12.3 More than one type of cluster

12.3.1. Multilevel chimpanzees

library(rethinking)
data(chimpanzees)
d <- chimpanzees
d$recipient <- NULL

m12.4 <- map2stan(
    alist(
        pulled_left ~ dbinom(1,p),
        logit(p) <- a + a_actor[actor] + (bp + bpC*condition)*prosoc_left,
        a_actor[actor] ~ dnorm(0, sigma_actor),
        a ~ dnorm(0,10),
        bp~ dnorm(0,10),
        bpC ~ dnorm(0,10),
        sigma_actor ~ dcauchy(0,1)
    ), data=d, warmup=1000, iter=5000, chains=4, cores=4)

post <- extract.samples(m12.4)
total_a_actor <- sapply(1:7, function(actor) post$a + post$a_actor[,actor])
round(apply(total_a_actor, 2, mean), 2)
plot(m12.4)

12.3.2. Two types of cluster

d$block_id <- d$block #block name is reserved by stan

m12.5 <- map2stan(
    alist(
        pulled_left ~ dbinom(1,p),
        logit(p) <- a + a_actor[actor] + a_block[block_id] +
            (bp + bpc*condition) * prosoc_left,
        a_actor[actor] ~ dnorm(0, sigma_actor),
        a_block[block_id] ~ dnorm(0, sigma_block),
        c(a, bp, bpc) ~ dnorm(0, 10),
        sigma_actor ~ dcauchy(0,1),
        sigma_block ~ dcauchy(0,1)
    ), data=d, warmup=1000, iter=6000, chains=4, cores=4)

precis(m12.5, depth=2)
plot(precis(m12.5, depth=2))
post <- extract.samples(m12.5)
dens(post$sigma_block, xlab="sigma", xlim=c(0,4))
dens(post$sigma_actor, col=rangi2, lwd=2, add=TRUE)
text(2, 0.85, "actor", col=rangi2)
text(0.75, 2, "block")

12.4 Multilevel posterior predictions

12.4.1. Posterior predictions for same clusters

chimp <- 2
d.pred <- list(
    prosoc_left = c(0,1,0,1), #right/left/right/left
    condition = c(0,0,1,1),
    actor = rep(chimp,4)
)

link.m12.4 <- link(m12.4, data=d.pred)
pred.p <- apply(link.m12.4, 2, mean)
pred.p.PI <- apply(link.m12.4, 2, PI)
p.link <- function(prosoc_left, condition, actor){
    logodds <- with(post, a + a_actor[,actor] + (bp + bpc * condition)
                    * prosoc_left)
    return(logistic(logodds))
}

prosoc_left <- c(0,1,0,1)
condition <- c(0,0,1,1)
pred.raw <- sapply(1:4, function(i) p.link(prosoc_left[i], condition[i],2))
pred.p <- apply(pred.raw, 2, mean)
pred.p.PI <- apply(pred.raw, 2, PI)

# WORK TO DO:
a) In the chimpanzee model code, why is the block column copied into block_id?
b) Rewrite the block of the chimpanzee model code that begins "m12.4 <- map2stan(" as a short list of the model's main facts.
c) Return everything in the chimpanzee model code from "d$block_id <- d$block" down to "iter=6000, chains=4, cores=4)", unchanged.

[Records from a data source]
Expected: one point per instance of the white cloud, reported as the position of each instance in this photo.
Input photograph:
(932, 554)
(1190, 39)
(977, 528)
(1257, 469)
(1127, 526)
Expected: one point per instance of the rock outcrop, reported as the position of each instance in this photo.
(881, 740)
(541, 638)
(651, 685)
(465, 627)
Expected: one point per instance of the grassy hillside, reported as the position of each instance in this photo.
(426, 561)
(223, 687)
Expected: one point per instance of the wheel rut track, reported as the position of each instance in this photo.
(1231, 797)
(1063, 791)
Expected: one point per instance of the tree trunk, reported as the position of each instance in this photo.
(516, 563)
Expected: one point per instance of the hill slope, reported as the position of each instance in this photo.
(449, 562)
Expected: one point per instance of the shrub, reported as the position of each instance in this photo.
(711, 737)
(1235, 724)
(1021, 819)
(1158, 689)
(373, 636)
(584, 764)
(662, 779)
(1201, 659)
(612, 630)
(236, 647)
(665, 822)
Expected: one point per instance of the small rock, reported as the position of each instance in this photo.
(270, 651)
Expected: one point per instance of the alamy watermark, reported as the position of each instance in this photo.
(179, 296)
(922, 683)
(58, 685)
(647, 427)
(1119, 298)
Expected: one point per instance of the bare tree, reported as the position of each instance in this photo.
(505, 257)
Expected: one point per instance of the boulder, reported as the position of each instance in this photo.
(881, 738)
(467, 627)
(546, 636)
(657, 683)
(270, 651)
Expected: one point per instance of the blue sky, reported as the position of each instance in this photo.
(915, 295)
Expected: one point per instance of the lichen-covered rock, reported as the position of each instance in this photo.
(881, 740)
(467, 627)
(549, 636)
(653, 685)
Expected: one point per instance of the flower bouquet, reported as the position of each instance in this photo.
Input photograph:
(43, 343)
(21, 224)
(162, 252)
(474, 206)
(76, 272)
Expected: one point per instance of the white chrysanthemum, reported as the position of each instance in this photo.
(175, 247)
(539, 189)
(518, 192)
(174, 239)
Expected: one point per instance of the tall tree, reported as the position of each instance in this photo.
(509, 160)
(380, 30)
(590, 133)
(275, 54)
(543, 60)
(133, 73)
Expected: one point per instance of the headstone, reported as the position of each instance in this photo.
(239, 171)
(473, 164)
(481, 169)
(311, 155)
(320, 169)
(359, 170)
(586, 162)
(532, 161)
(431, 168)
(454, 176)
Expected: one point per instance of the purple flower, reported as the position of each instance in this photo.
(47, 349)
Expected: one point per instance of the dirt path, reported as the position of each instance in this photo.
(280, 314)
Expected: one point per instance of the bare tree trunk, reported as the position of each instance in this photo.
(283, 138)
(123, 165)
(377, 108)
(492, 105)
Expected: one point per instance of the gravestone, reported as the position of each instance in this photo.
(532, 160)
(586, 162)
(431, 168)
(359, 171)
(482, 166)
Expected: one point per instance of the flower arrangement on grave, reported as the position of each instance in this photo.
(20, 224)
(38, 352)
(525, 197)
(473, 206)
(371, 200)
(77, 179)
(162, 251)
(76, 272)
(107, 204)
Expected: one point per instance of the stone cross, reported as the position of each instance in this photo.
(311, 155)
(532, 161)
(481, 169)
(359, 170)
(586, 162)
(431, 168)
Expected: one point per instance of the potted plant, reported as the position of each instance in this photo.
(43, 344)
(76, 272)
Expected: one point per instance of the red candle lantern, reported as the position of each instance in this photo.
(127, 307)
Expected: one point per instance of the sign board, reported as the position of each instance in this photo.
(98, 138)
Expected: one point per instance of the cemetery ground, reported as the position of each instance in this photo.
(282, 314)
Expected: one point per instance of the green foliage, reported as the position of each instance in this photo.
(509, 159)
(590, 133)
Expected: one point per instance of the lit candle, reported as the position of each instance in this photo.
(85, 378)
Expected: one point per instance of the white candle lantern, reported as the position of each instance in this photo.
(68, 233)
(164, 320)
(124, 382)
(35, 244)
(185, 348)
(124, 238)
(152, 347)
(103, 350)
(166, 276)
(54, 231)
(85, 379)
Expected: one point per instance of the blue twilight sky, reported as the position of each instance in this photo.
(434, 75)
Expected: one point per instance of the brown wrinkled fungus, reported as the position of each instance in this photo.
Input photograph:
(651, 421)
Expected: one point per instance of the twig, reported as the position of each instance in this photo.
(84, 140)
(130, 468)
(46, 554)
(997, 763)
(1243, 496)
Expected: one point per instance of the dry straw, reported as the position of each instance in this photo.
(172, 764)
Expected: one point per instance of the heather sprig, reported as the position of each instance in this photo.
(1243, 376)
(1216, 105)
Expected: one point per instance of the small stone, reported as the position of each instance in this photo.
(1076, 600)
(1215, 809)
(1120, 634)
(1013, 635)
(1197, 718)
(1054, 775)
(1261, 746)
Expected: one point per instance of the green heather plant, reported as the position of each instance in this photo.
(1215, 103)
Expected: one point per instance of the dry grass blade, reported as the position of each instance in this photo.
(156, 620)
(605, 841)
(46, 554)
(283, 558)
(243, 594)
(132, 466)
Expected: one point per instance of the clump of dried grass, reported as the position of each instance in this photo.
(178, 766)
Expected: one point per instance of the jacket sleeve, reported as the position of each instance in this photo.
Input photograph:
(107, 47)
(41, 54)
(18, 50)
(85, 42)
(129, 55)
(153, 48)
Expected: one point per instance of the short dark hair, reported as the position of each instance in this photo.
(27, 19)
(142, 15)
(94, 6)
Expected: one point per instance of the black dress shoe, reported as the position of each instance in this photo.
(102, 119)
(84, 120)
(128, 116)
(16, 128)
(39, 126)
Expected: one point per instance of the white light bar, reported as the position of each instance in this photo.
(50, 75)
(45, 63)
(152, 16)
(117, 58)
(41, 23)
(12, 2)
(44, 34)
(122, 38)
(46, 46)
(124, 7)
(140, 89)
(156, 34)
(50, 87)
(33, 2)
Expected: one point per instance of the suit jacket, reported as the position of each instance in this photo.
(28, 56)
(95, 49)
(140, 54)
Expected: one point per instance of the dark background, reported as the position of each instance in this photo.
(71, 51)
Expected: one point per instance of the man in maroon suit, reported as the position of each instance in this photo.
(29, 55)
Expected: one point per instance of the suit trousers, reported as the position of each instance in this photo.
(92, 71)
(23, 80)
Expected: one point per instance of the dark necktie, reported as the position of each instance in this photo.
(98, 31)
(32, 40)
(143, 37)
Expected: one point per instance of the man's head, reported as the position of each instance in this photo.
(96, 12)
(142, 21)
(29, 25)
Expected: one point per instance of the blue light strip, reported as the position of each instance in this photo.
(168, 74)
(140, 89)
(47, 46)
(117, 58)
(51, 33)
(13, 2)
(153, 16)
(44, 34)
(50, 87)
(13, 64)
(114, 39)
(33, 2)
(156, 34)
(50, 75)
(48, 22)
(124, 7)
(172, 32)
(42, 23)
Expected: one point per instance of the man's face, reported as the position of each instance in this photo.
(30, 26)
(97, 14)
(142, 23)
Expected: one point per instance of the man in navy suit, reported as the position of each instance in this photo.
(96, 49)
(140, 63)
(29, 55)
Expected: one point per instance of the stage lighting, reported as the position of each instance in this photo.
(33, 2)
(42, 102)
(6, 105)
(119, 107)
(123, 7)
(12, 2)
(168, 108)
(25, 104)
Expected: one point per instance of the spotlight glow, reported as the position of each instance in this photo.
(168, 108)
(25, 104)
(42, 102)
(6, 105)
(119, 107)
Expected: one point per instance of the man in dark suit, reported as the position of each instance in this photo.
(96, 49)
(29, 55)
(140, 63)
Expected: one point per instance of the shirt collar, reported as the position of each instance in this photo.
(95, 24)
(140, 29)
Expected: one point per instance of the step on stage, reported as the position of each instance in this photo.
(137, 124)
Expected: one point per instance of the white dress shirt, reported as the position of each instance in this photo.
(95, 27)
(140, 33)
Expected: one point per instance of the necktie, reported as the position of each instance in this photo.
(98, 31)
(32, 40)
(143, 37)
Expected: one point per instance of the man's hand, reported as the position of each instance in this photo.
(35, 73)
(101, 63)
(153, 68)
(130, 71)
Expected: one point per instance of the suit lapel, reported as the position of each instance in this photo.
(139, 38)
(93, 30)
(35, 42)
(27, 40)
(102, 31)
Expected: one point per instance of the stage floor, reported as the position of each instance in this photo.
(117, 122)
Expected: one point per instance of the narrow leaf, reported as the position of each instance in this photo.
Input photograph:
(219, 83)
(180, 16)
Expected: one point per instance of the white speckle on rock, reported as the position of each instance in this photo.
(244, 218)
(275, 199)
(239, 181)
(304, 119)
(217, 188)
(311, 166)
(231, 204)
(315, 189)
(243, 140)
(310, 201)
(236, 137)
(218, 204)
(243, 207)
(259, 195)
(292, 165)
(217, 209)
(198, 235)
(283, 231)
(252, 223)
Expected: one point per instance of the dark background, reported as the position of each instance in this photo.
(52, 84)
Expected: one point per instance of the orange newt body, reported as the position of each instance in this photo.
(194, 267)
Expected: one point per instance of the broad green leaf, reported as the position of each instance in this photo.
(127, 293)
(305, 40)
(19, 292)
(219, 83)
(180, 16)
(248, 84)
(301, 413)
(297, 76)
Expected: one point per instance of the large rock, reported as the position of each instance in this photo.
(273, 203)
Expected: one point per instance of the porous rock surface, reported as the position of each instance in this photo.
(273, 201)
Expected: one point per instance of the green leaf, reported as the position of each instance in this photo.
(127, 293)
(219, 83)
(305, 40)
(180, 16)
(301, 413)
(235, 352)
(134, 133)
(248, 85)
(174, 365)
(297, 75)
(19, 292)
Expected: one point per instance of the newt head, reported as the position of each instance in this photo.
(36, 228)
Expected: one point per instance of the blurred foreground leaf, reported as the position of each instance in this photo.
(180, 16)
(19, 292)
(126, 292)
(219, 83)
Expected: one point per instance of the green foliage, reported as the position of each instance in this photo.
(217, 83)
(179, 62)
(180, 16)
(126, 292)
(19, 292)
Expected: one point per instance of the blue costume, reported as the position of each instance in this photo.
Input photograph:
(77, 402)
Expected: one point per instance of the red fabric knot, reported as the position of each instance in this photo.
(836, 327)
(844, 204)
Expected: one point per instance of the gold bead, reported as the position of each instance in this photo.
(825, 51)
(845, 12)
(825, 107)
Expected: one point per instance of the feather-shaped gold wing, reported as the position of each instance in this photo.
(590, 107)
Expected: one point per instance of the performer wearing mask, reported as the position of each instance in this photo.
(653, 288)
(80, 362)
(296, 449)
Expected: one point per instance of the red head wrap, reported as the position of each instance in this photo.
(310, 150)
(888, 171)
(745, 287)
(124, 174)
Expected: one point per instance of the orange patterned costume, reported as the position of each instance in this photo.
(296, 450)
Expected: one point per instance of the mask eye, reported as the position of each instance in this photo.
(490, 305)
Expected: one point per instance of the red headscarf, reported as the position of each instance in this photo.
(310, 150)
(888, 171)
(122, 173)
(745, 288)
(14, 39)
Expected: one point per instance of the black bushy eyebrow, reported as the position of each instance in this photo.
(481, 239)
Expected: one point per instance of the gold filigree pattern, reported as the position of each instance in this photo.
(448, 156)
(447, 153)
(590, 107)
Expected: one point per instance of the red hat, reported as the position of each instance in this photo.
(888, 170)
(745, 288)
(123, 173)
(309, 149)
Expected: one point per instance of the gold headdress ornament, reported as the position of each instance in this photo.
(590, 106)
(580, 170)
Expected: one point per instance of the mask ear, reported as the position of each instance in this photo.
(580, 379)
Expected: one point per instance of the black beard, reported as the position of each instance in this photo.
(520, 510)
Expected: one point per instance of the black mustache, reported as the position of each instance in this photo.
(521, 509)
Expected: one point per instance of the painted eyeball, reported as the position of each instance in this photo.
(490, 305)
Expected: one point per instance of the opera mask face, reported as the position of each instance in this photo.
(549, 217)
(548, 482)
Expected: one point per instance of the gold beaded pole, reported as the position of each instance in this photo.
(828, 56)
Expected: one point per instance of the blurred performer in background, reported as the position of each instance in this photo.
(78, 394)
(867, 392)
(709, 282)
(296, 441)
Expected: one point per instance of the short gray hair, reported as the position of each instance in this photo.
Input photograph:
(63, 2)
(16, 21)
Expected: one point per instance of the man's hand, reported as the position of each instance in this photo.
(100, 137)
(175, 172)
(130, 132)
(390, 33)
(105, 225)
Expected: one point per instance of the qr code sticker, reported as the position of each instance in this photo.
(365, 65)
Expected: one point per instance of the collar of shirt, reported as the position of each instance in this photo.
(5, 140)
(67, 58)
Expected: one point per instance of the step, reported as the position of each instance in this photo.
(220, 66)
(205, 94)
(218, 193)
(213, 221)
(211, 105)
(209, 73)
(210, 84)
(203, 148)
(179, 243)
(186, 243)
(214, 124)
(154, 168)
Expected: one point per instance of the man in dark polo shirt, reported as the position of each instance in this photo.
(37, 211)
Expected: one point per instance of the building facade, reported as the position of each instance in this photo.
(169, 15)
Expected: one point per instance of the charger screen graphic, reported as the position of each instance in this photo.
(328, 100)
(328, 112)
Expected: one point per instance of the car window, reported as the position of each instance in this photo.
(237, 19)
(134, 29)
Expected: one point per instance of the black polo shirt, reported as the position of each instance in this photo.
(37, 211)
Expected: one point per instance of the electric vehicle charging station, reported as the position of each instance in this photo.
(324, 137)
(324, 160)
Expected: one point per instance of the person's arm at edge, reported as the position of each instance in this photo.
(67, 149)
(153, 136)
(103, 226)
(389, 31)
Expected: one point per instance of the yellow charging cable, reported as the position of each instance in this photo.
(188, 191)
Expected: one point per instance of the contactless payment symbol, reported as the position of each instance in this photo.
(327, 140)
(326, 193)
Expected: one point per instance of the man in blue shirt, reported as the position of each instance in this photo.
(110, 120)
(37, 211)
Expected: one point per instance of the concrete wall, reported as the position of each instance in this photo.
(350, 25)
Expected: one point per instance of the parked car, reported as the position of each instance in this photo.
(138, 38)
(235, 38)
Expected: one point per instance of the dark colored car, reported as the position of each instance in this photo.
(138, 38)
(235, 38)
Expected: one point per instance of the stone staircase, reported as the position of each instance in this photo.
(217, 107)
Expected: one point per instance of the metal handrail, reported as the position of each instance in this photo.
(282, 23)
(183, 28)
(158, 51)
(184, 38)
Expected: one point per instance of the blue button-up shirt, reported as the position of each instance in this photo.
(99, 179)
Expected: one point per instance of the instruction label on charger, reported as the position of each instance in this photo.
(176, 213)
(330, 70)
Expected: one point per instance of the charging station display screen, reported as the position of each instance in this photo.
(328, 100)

# EXERCISE RESULTS:
a) Because the name "block" is reserved by Stan.

b)
- Outcome: pulled_left ~ dbinom(1, p)
- Linear model: logit(p) <- a + a_actor[actor] + (bp + bpC*condition)*prosoc_left
- Priors: a_actor[actor] ~ dnorm(0, sigma_actor); a, bp and bpC each ~ dnorm(0, 10); sigma_actor ~ dcauchy(0, 1)
- Fitting: data d, warmup 1000, iter 5000, 4 chains, 4 cores

c)
d$block_id <- d$block #block name is reserved by stan

m12.5 <- map2stan(
    alist(
        pulled_left ~ dbinom(1,p),
        logit(p) <- a + a_actor[actor] + a_block[block_id] +
            (bp + bpc*condition) * prosoc_left,
        a_actor[actor] ~ dnorm(0, sigma_actor),
        a_block[block_id] ~ dnorm(0, sigma_block),
        c(a, bp, bpc) ~ dnorm(0, 10),
        sigma_actor ~ dcauchy(0,1),
        sigma_block ~ dcauchy(0,1)
    ), data=d, warmup=1000, iter=6000, chains=4, cores=4)